DATA UNDER STUDY —
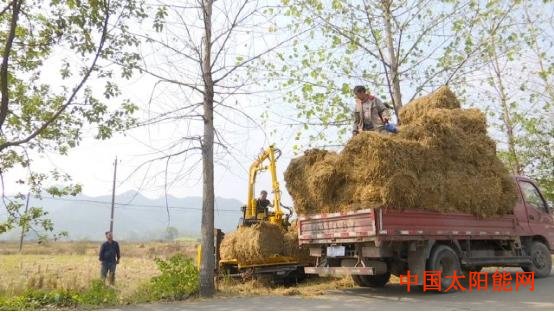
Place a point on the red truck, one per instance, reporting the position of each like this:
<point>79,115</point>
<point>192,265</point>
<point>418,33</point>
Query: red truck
<point>372,244</point>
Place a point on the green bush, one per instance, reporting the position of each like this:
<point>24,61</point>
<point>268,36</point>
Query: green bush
<point>98,294</point>
<point>32,299</point>
<point>178,280</point>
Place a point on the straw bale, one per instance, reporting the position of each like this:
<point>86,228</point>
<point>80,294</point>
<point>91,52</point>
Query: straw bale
<point>441,98</point>
<point>253,243</point>
<point>441,160</point>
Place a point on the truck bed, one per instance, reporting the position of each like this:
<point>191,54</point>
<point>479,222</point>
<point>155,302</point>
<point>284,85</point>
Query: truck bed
<point>388,224</point>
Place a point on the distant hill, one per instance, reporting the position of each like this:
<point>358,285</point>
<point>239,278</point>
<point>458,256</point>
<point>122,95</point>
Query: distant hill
<point>136,217</point>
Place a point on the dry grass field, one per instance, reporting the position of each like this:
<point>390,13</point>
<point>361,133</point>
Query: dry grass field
<point>73,265</point>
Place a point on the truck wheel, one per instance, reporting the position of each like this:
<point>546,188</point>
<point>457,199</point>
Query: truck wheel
<point>375,281</point>
<point>542,261</point>
<point>444,259</point>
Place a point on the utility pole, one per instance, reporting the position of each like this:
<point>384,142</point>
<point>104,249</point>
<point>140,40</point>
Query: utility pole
<point>113,193</point>
<point>24,227</point>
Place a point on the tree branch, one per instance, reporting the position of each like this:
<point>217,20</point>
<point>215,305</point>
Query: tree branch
<point>73,94</point>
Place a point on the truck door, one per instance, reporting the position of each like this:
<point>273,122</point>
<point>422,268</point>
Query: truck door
<point>541,221</point>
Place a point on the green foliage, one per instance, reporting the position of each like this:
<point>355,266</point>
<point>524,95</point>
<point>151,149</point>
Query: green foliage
<point>179,279</point>
<point>349,46</point>
<point>97,294</point>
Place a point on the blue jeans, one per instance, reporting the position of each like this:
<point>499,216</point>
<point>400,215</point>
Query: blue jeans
<point>108,269</point>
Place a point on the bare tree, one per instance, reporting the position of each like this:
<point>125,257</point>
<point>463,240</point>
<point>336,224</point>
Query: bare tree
<point>200,55</point>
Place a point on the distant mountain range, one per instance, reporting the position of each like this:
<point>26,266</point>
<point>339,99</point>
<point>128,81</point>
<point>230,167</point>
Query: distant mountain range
<point>136,217</point>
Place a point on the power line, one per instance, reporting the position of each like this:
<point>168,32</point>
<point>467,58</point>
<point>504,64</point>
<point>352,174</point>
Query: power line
<point>124,206</point>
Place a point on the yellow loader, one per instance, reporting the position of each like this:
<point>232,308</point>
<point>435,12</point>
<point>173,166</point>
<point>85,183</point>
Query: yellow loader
<point>278,267</point>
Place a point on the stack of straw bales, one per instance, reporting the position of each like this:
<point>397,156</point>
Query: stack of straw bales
<point>251,244</point>
<point>441,160</point>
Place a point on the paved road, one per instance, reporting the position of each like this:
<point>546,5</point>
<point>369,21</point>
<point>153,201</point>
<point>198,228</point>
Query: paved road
<point>392,297</point>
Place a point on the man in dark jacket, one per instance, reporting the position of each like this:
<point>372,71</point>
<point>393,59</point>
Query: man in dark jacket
<point>109,257</point>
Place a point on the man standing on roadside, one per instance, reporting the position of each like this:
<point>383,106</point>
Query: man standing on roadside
<point>109,257</point>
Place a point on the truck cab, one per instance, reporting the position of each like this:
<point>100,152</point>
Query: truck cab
<point>373,243</point>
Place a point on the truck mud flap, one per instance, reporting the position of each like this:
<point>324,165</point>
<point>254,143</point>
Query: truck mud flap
<point>339,271</point>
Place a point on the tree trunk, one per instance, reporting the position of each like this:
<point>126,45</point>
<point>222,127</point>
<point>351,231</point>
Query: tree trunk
<point>506,116</point>
<point>207,267</point>
<point>393,61</point>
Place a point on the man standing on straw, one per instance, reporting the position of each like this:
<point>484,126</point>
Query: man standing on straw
<point>369,112</point>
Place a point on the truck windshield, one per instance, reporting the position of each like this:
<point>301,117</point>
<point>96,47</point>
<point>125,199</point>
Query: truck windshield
<point>532,196</point>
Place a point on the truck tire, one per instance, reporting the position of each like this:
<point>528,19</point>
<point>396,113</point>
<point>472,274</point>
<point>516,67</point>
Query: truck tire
<point>542,261</point>
<point>444,259</point>
<point>375,281</point>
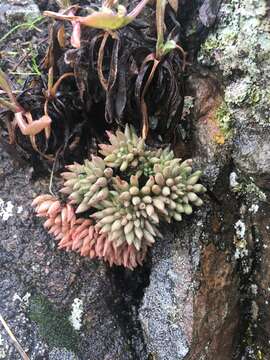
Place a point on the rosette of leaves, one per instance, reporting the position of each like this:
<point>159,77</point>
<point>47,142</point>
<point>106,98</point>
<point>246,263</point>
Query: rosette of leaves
<point>126,149</point>
<point>127,194</point>
<point>128,216</point>
<point>87,184</point>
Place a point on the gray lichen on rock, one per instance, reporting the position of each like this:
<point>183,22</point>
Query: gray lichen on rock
<point>240,46</point>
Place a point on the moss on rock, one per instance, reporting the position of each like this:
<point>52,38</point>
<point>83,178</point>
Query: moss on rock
<point>53,324</point>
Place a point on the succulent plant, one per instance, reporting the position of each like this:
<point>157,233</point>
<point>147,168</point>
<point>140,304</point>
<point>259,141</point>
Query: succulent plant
<point>87,184</point>
<point>82,236</point>
<point>127,194</point>
<point>126,149</point>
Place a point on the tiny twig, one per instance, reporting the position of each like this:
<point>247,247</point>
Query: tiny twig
<point>14,340</point>
<point>52,172</point>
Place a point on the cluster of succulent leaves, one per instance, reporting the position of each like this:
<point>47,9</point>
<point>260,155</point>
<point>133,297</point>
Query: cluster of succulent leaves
<point>133,188</point>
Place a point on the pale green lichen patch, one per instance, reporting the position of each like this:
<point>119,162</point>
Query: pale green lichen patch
<point>224,119</point>
<point>240,48</point>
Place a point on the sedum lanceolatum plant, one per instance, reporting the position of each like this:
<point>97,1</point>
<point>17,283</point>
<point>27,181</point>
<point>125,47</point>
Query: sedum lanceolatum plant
<point>124,196</point>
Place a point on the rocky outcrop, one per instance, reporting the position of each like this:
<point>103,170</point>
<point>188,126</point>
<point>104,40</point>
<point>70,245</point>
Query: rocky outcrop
<point>204,290</point>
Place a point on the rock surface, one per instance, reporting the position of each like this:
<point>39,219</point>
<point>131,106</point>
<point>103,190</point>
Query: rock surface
<point>39,285</point>
<point>204,292</point>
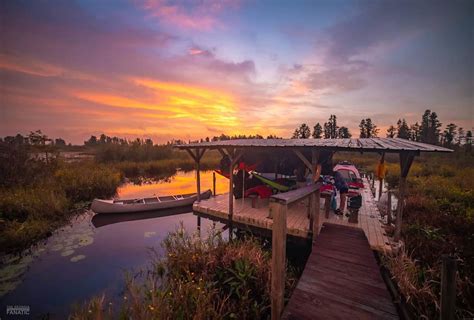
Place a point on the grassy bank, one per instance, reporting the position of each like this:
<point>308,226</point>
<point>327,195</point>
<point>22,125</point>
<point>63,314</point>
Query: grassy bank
<point>198,278</point>
<point>438,219</point>
<point>38,194</point>
<point>166,167</point>
<point>30,212</point>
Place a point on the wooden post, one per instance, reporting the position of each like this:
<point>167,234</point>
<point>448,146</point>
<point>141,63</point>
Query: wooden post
<point>380,188</point>
<point>448,288</point>
<point>197,159</point>
<point>317,213</point>
<point>406,159</point>
<point>214,183</point>
<point>327,206</point>
<point>389,207</point>
<point>231,197</point>
<point>233,160</point>
<point>199,224</point>
<point>382,160</point>
<point>278,258</point>
<point>198,176</point>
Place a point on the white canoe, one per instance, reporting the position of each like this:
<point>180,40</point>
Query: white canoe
<point>146,204</point>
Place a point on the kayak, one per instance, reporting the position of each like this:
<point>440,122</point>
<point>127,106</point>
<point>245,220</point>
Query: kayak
<point>146,204</point>
<point>273,184</point>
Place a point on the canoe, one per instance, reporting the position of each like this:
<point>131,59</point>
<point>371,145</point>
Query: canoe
<point>146,204</point>
<point>105,219</point>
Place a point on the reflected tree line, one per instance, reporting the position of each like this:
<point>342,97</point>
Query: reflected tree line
<point>427,131</point>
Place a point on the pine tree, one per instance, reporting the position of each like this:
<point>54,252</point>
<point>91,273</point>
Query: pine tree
<point>449,134</point>
<point>391,132</point>
<point>331,128</point>
<point>303,132</point>
<point>362,129</point>
<point>343,132</point>
<point>317,131</point>
<point>367,128</point>
<point>403,131</point>
<point>415,132</point>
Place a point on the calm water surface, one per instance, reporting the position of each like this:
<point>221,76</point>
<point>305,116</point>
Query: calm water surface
<point>90,256</point>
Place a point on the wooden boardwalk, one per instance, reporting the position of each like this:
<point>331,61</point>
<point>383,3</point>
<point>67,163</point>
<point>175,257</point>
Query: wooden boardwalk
<point>297,220</point>
<point>341,280</point>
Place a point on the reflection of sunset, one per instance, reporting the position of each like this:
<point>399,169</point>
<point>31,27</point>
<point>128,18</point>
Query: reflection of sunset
<point>181,183</point>
<point>186,101</point>
<point>196,69</point>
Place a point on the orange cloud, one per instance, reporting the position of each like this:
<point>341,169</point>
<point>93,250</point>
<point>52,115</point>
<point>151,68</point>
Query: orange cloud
<point>199,16</point>
<point>36,68</point>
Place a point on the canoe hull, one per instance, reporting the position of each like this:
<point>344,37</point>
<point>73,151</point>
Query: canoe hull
<point>108,206</point>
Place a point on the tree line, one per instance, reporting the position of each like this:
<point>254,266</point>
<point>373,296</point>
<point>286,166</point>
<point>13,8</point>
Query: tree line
<point>427,131</point>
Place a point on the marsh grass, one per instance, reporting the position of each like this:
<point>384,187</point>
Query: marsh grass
<point>438,219</point>
<point>34,210</point>
<point>197,278</point>
<point>166,167</point>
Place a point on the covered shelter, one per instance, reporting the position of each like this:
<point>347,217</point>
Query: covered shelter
<point>309,152</point>
<point>279,218</point>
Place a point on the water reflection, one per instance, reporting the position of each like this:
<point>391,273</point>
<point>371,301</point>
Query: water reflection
<point>103,219</point>
<point>89,256</point>
<point>180,183</point>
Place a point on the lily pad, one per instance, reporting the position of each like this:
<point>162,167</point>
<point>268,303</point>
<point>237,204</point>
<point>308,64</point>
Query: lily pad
<point>149,234</point>
<point>77,258</point>
<point>67,253</point>
<point>85,241</point>
<point>57,247</point>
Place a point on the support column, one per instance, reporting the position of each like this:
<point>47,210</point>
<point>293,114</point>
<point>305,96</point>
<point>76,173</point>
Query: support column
<point>279,230</point>
<point>234,157</point>
<point>380,174</point>
<point>197,159</point>
<point>406,159</point>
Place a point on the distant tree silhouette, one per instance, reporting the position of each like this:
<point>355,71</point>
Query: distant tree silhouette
<point>303,132</point>
<point>331,128</point>
<point>403,131</point>
<point>368,129</point>
<point>343,132</point>
<point>317,131</point>
<point>391,131</point>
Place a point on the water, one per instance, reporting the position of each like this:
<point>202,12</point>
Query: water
<point>90,256</point>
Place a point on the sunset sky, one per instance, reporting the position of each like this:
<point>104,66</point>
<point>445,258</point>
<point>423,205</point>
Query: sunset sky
<point>192,69</point>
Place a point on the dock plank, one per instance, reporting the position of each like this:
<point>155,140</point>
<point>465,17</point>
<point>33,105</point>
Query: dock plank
<point>341,280</point>
<point>297,219</point>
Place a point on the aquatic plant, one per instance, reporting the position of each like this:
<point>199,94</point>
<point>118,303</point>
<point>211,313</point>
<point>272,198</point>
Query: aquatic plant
<point>197,278</point>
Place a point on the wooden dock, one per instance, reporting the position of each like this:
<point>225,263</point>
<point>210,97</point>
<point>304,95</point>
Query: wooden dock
<point>341,280</point>
<point>298,224</point>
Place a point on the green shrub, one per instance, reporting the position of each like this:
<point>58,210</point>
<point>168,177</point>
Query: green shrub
<point>197,279</point>
<point>84,181</point>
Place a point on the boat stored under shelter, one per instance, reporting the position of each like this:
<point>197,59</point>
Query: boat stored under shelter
<point>300,212</point>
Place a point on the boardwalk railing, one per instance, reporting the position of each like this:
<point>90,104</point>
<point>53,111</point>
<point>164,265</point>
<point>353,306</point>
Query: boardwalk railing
<point>278,210</point>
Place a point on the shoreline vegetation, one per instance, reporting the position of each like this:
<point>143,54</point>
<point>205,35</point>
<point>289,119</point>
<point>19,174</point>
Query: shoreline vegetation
<point>197,278</point>
<point>41,189</point>
<point>438,220</point>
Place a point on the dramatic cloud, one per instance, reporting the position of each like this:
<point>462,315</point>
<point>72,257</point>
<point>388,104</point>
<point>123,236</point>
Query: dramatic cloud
<point>198,15</point>
<point>189,69</point>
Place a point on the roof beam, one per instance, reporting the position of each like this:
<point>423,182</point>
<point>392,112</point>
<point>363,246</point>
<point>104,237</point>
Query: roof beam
<point>303,158</point>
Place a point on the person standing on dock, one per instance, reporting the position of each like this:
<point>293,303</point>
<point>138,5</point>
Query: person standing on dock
<point>341,186</point>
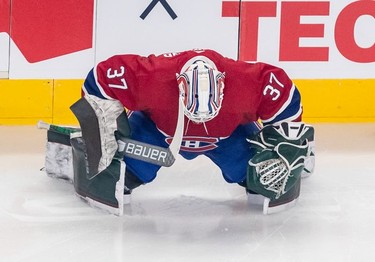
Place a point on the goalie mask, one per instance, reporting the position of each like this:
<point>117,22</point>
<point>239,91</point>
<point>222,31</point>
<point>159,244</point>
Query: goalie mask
<point>201,88</point>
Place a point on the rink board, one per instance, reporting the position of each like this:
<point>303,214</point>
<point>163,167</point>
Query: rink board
<point>24,102</point>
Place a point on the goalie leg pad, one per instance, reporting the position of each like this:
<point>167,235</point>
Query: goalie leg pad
<point>59,158</point>
<point>99,120</point>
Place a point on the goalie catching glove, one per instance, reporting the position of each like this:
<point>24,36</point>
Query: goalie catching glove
<point>283,154</point>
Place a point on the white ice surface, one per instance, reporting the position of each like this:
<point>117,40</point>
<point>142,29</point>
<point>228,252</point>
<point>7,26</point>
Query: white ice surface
<point>189,213</point>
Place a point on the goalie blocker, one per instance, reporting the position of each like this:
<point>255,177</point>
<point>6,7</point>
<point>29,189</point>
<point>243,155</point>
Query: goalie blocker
<point>283,154</point>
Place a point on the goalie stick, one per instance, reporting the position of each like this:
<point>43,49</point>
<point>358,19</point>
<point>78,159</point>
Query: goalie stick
<point>139,150</point>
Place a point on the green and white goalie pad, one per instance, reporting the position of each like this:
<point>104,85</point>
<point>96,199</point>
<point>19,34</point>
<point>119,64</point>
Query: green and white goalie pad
<point>283,154</point>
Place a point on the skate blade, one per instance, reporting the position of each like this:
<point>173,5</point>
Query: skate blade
<point>267,209</point>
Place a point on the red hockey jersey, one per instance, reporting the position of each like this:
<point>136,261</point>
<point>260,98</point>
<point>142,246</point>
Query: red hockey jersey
<point>253,91</point>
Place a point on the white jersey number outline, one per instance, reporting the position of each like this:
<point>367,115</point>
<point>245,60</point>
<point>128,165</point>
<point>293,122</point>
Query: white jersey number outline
<point>271,90</point>
<point>116,74</point>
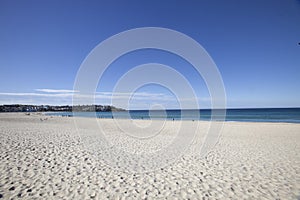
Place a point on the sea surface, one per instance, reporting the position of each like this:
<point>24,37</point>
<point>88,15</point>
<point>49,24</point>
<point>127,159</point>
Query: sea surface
<point>291,115</point>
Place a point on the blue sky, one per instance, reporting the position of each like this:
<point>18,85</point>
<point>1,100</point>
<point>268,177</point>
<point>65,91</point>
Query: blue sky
<point>253,43</point>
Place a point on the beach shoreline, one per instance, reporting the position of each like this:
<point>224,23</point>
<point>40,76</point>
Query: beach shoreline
<point>44,157</point>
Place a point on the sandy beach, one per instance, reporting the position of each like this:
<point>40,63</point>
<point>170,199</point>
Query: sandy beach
<point>44,157</point>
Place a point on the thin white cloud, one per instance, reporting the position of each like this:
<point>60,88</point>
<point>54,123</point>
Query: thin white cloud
<point>55,91</point>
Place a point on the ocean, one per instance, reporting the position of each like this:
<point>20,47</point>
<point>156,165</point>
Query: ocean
<point>290,115</point>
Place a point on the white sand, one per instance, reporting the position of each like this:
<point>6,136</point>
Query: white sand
<point>48,160</point>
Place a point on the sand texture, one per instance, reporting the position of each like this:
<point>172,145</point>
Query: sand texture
<point>44,157</point>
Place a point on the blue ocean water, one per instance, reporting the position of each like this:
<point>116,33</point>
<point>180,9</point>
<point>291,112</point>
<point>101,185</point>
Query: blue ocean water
<point>291,115</point>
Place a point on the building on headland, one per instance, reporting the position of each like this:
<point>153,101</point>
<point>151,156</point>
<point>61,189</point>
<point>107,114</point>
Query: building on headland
<point>64,108</point>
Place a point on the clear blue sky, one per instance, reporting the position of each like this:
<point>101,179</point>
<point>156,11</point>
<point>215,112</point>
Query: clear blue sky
<point>253,43</point>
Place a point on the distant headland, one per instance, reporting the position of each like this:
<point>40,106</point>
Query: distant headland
<point>64,108</point>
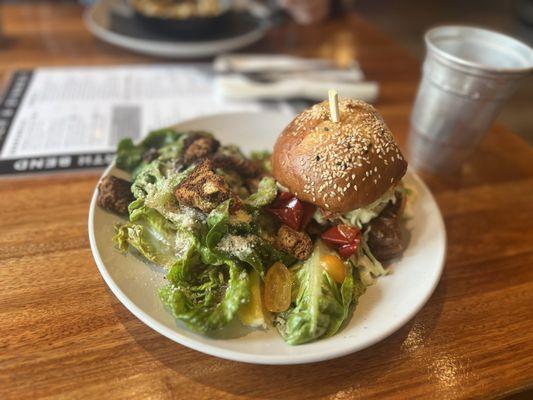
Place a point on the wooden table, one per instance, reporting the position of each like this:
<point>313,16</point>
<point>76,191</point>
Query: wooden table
<point>63,334</point>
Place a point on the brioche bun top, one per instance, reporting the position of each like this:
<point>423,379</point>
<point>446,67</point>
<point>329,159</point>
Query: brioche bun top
<point>339,166</point>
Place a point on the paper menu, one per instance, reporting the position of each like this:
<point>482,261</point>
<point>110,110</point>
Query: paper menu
<point>68,118</point>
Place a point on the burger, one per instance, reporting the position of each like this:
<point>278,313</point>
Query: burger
<point>349,172</point>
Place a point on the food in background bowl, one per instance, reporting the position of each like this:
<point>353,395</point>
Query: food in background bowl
<point>189,18</point>
<point>179,9</point>
<point>237,245</point>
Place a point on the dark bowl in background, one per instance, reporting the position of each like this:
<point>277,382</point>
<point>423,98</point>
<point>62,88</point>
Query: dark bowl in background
<point>193,27</point>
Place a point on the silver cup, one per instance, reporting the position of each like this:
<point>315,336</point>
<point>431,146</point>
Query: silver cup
<point>468,74</point>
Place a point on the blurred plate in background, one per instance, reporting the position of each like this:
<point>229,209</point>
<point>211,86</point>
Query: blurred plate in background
<point>113,21</point>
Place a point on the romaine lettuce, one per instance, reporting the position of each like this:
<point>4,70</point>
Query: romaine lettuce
<point>130,156</point>
<point>319,306</point>
<point>205,297</point>
<point>149,233</point>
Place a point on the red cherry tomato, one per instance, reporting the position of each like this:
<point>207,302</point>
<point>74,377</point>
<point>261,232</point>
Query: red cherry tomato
<point>344,237</point>
<point>341,234</point>
<point>346,250</point>
<point>292,211</point>
<point>309,210</point>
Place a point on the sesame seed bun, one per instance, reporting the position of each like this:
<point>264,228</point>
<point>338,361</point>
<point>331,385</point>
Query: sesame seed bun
<point>338,166</point>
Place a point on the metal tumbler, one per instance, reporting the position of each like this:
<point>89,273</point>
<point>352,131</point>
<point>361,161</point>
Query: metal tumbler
<point>468,74</point>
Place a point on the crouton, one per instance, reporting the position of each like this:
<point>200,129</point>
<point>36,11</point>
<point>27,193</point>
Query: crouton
<point>296,243</point>
<point>114,194</point>
<point>203,189</point>
<point>242,166</point>
<point>198,147</point>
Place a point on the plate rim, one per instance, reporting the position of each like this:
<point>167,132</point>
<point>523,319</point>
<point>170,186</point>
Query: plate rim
<point>234,355</point>
<point>170,48</point>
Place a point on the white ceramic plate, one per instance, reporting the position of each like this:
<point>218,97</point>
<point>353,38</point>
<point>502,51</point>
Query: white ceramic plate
<point>384,308</point>
<point>113,21</point>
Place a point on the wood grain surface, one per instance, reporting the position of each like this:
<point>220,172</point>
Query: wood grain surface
<point>64,335</point>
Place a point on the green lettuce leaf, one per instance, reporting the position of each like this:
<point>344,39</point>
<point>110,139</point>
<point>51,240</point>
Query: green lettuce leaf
<point>149,233</point>
<point>266,193</point>
<point>319,306</point>
<point>130,156</point>
<point>218,222</point>
<point>205,297</point>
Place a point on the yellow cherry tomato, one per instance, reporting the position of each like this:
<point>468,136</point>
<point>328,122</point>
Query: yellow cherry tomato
<point>277,294</point>
<point>334,266</point>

WHAT THIS TASK INVOLVES — Retype only the lines that run from the first line of the entries above to the line containing "<point>91,52</point>", both included. Do not carry over any pictures.

YOUR SOLUTION —
Place a point on the red truck, one per instance, reporting the position of each like this:
<point>79,115</point>
<point>192,265</point>
<point>418,33</point>
Query: red truck
<point>372,244</point>
Place a point on the green bush, one per instance, reporting the position of each like this:
<point>24,61</point>
<point>268,36</point>
Query: green bush
<point>98,294</point>
<point>32,299</point>
<point>178,280</point>
Place a point on the straw bale, one per instance, reporting the position of each like this:
<point>86,228</point>
<point>80,294</point>
<point>91,52</point>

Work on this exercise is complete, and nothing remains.